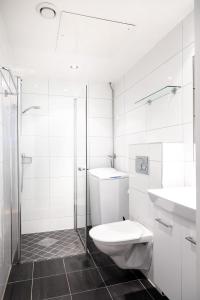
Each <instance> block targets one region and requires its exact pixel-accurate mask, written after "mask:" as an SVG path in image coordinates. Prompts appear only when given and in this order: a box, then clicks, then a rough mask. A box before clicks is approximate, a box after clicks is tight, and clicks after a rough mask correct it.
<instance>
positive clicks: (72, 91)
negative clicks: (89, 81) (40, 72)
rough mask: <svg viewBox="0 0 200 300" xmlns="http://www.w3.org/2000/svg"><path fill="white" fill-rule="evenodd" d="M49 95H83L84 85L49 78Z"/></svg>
mask: <svg viewBox="0 0 200 300" xmlns="http://www.w3.org/2000/svg"><path fill="white" fill-rule="evenodd" d="M49 95H57V96H59V95H60V96H67V97H73V98H76V97H85V95H86V85H85V84H79V83H75V82H69V81H66V80H63V79H55V78H53V79H50V80H49Z"/></svg>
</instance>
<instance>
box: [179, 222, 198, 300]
mask: <svg viewBox="0 0 200 300" xmlns="http://www.w3.org/2000/svg"><path fill="white" fill-rule="evenodd" d="M195 240H196V230H195V224H194V223H192V222H187V221H184V222H183V225H182V232H181V242H182V245H181V250H182V300H188V299H190V300H197V295H196V292H197V288H196V282H197V280H196V278H197V274H196V265H197V262H196V259H197V256H196V246H195Z"/></svg>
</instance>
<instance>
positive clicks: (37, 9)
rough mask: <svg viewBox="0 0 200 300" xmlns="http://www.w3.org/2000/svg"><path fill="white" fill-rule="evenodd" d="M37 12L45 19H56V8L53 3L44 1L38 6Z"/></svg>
mask: <svg viewBox="0 0 200 300" xmlns="http://www.w3.org/2000/svg"><path fill="white" fill-rule="evenodd" d="M36 10H37V12H38V13H39V14H40V15H41V16H42V17H43V18H45V19H54V18H55V17H56V9H55V6H54V5H53V4H52V3H49V2H43V3H40V4H39V5H38V6H37V7H36Z"/></svg>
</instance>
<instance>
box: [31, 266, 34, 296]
mask: <svg viewBox="0 0 200 300" xmlns="http://www.w3.org/2000/svg"><path fill="white" fill-rule="evenodd" d="M33 274H34V262H33V269H32V283H31V300H32V299H33Z"/></svg>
* * * * * * * * *
▸ Your assignment:
Starting at the beginning of the items and ending at the line containing "negative clicks: (89, 81) (40, 72)", swap "clicks" for "points" and write those lines out again with nothing else changed. Leave the pictures out of your answer.

▸ Task response:
Each <instance> block targets one region and requires its exact pixel-accurate mask, written after "mask:" as an SVG path in image coordinates. Prompts appear only when given and in this order: a box, then points, then a rough mask. A box before points is approximate, a box after points is tight, and points after a rough mask correct it.
<instance>
positive points: (72, 91)
negative points: (89, 81) (40, 72)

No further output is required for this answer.